[Data shown — start]

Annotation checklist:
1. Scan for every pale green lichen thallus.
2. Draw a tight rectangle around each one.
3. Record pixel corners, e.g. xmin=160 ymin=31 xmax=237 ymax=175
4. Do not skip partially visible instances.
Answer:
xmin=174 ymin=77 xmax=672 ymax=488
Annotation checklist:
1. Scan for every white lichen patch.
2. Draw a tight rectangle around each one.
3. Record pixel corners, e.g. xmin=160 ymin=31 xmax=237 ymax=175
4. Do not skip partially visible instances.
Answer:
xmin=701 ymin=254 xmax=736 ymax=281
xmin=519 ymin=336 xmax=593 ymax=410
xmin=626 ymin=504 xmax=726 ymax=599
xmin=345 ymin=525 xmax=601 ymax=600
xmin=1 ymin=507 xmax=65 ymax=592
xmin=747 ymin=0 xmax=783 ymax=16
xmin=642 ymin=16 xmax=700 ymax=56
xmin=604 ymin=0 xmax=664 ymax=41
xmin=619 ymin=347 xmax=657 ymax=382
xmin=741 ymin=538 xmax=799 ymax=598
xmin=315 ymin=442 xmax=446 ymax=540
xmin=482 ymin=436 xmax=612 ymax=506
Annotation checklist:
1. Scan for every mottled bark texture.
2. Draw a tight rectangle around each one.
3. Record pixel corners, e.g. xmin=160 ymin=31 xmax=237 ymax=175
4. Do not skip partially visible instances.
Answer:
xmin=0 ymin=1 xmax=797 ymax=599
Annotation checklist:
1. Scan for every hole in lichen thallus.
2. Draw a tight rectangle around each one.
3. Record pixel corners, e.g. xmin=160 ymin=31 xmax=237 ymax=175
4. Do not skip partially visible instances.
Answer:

[Data shown — finish]

[What you should do] From the data above, copy each line that holds "every".

[The completed task]
1. Scan for every pale green lichen thallus.
1. Scan for every white lichen patch.
1. Scan for every mottled bark texture.
1. Scan for every hole in lichen thallus.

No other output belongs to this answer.